* WRITTEN TASK:
Return each of the following lines unchanged, character for character.

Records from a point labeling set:
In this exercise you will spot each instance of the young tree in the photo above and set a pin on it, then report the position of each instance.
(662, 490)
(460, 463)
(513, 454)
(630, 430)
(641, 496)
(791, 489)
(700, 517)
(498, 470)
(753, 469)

* WRITTEN ANSWER:
In this exercise you will spot each instance of the young tree in the photo above and set a pin on it, then report the position of each instance.
(662, 490)
(460, 463)
(513, 454)
(630, 430)
(641, 496)
(791, 489)
(700, 517)
(498, 470)
(753, 469)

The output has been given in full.